(Stored dataset items)
● ● ● ● ●

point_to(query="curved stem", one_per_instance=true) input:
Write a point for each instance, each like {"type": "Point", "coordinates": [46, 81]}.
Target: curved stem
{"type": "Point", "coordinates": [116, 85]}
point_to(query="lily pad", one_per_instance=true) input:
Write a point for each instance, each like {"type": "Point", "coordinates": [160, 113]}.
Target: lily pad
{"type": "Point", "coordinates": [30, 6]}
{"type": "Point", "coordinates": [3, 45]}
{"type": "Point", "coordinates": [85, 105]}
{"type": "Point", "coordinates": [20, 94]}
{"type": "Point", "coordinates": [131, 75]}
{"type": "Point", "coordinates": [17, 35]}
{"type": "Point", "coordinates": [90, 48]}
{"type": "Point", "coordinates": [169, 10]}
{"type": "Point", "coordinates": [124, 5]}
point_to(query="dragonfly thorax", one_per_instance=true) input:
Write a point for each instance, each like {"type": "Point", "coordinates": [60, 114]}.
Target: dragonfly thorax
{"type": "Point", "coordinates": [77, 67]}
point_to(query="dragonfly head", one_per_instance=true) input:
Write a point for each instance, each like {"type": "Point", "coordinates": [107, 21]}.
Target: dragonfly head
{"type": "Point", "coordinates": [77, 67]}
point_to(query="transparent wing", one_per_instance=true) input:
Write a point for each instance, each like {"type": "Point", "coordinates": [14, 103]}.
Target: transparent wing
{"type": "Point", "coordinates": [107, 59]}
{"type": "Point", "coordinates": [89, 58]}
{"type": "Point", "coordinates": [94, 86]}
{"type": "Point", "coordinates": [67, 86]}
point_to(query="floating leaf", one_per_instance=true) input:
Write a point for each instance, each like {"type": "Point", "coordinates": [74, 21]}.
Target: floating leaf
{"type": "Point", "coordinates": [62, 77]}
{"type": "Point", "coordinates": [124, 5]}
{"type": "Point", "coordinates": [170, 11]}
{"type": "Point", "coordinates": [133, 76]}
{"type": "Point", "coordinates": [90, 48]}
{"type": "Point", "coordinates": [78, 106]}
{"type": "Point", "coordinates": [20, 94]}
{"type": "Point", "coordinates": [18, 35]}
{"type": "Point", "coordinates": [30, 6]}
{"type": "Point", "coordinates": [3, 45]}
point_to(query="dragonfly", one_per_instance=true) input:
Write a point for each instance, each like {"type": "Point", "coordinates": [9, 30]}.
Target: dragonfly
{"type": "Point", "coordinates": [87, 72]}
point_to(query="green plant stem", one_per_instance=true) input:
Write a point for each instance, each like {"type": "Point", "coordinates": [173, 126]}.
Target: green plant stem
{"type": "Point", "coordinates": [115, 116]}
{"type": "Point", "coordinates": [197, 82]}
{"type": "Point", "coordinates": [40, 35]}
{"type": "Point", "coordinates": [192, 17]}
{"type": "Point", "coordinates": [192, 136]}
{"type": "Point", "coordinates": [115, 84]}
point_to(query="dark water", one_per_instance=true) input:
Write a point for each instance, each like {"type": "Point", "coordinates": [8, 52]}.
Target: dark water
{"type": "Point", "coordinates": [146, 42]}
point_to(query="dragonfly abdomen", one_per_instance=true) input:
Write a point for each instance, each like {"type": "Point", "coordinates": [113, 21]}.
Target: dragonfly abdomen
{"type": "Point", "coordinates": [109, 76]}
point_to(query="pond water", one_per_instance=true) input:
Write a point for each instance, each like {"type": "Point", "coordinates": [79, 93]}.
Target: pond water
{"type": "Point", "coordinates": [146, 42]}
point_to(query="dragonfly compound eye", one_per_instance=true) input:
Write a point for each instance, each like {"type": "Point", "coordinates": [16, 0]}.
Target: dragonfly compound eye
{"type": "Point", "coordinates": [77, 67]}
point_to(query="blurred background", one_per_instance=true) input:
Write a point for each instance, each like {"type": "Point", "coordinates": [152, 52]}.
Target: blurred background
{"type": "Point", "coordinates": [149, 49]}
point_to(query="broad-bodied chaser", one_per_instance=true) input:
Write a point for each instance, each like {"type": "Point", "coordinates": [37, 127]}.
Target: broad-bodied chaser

● ● ● ● ●

§ **What is asked**
Report every line of the listing that contains the string "leaf", treating uppercase and lowercase as different.

§ **Response to the exercise**
point_to(query="floating leaf", one_per_instance=true) input:
Target: floating leaf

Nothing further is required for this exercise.